↓
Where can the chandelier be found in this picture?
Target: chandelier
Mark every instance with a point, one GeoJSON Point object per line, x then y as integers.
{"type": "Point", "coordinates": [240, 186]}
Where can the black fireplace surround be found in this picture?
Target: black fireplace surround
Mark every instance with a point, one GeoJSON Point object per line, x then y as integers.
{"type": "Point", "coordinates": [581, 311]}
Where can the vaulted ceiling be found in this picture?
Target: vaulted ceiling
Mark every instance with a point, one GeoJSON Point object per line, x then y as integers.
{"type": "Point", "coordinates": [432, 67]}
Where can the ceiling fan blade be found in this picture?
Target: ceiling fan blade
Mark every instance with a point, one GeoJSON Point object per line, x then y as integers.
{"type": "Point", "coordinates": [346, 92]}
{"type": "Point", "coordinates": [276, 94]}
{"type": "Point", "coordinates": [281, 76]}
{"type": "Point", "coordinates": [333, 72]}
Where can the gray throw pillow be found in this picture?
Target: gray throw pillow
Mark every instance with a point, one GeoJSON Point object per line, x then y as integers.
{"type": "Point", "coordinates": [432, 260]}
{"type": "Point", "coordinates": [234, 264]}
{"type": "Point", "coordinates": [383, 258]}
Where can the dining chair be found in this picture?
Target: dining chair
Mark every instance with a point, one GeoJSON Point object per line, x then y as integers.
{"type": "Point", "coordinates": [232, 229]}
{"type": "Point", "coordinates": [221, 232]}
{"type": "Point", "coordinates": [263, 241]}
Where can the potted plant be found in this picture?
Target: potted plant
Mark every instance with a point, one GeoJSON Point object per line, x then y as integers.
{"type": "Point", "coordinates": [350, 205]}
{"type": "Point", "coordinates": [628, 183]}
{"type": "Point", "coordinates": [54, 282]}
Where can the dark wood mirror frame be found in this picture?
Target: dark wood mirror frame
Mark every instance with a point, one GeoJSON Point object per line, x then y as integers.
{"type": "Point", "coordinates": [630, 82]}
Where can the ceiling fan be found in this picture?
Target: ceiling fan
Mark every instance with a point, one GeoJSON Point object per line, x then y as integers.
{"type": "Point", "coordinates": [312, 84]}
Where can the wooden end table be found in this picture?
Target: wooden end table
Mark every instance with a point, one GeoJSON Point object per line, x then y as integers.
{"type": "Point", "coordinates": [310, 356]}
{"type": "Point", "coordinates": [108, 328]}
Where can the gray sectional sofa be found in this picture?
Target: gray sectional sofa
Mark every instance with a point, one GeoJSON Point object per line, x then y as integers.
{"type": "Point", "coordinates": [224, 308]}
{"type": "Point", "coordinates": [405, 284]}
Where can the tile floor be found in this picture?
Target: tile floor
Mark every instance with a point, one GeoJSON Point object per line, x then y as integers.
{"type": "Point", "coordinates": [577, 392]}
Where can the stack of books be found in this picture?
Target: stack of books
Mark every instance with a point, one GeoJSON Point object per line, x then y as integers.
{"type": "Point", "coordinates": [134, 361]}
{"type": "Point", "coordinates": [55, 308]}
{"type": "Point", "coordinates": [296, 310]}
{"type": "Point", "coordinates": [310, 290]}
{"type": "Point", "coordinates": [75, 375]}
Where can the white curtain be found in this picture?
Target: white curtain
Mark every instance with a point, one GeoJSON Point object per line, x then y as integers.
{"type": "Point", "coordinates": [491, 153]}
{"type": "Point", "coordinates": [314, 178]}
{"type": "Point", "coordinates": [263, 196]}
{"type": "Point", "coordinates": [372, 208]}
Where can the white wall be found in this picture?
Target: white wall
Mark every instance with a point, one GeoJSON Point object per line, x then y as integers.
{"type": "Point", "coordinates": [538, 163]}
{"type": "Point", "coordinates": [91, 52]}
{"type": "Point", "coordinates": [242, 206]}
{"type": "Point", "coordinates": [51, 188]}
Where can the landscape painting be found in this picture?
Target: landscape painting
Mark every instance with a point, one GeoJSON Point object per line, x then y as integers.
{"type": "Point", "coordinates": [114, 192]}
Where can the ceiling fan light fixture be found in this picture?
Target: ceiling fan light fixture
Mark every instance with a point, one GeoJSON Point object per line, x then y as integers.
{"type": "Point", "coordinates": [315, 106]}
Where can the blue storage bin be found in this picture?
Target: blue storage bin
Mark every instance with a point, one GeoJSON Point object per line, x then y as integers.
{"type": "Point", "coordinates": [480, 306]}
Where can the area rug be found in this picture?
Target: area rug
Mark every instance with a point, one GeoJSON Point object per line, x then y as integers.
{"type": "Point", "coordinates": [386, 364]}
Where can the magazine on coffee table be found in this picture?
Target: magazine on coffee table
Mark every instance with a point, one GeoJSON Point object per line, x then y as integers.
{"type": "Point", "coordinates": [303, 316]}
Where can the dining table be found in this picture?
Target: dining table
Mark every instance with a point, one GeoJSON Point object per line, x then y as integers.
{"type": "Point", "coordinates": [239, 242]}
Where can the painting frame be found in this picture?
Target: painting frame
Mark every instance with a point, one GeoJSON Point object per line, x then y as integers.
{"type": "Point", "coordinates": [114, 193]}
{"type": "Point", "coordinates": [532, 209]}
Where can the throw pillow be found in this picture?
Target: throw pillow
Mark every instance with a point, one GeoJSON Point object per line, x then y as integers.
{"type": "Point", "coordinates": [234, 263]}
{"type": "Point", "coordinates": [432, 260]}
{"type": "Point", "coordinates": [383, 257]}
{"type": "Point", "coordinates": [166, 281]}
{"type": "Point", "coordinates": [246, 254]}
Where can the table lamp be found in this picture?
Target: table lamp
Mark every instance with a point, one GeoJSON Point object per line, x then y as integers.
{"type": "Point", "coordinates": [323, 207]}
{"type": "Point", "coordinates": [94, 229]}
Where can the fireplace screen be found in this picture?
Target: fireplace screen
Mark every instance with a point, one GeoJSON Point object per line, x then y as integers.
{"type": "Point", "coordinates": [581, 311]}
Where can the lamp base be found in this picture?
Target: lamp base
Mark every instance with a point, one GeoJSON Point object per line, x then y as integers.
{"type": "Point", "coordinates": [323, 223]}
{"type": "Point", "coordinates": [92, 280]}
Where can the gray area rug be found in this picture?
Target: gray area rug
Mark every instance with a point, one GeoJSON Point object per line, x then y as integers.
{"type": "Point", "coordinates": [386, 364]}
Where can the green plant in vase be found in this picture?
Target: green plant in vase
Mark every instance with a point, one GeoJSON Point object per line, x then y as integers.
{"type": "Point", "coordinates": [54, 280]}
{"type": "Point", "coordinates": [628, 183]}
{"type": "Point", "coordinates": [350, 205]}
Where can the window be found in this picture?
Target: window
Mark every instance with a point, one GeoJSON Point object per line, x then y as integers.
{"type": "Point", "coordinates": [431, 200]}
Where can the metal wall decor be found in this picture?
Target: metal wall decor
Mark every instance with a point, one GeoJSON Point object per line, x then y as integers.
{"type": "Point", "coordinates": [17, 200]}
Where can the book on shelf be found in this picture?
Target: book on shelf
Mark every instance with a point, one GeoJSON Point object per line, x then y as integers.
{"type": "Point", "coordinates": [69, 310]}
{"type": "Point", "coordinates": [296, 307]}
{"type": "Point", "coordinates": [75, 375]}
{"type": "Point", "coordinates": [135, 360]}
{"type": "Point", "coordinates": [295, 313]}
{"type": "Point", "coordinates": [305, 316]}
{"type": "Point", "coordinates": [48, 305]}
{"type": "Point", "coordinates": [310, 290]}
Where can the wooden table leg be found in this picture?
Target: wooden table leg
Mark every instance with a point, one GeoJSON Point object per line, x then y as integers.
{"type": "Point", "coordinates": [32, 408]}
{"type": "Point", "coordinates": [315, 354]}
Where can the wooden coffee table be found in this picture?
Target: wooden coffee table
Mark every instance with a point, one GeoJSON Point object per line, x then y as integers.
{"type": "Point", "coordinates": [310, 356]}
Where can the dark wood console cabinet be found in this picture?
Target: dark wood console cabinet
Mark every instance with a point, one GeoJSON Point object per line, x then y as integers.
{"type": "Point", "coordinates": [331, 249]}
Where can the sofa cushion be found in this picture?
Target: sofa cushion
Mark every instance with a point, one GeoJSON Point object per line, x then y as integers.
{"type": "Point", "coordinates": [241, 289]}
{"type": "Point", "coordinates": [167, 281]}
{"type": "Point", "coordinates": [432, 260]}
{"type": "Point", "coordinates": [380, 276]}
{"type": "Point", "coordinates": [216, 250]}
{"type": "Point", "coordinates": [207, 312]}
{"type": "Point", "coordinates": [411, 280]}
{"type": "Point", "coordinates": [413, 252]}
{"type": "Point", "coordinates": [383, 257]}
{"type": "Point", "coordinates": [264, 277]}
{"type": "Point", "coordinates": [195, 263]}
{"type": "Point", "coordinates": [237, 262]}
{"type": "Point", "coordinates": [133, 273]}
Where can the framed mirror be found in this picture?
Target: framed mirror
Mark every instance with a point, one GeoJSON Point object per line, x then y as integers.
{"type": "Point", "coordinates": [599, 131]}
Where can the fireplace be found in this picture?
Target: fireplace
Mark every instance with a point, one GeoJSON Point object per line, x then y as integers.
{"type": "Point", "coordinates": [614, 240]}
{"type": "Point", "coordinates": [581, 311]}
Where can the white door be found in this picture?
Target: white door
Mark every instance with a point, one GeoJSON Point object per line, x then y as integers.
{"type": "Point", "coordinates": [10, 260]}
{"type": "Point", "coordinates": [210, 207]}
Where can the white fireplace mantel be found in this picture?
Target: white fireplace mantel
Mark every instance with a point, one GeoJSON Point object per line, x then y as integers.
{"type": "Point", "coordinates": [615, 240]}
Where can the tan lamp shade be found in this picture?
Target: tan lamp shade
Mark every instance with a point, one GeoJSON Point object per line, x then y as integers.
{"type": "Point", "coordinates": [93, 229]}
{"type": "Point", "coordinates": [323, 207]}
↑
## Exercise objective:
Reproduce exactly the first line of the listing and every line after it, through the one containing "Where can the vaulted". Nothing else belongs in the output.

## Solution below:
Where can the chandelier be found in this picture?
Target: chandelier
Mark every instance with a point, one GeoJSON Point object per line, x then y as integers.
{"type": "Point", "coordinates": [240, 186]}
Where can the black fireplace surround be found in this picture?
Target: black fireplace surround
Mark every instance with a point, one GeoJSON Point object per line, x then y as integers.
{"type": "Point", "coordinates": [581, 311]}
Where can the vaulted ceiling be found in this picture?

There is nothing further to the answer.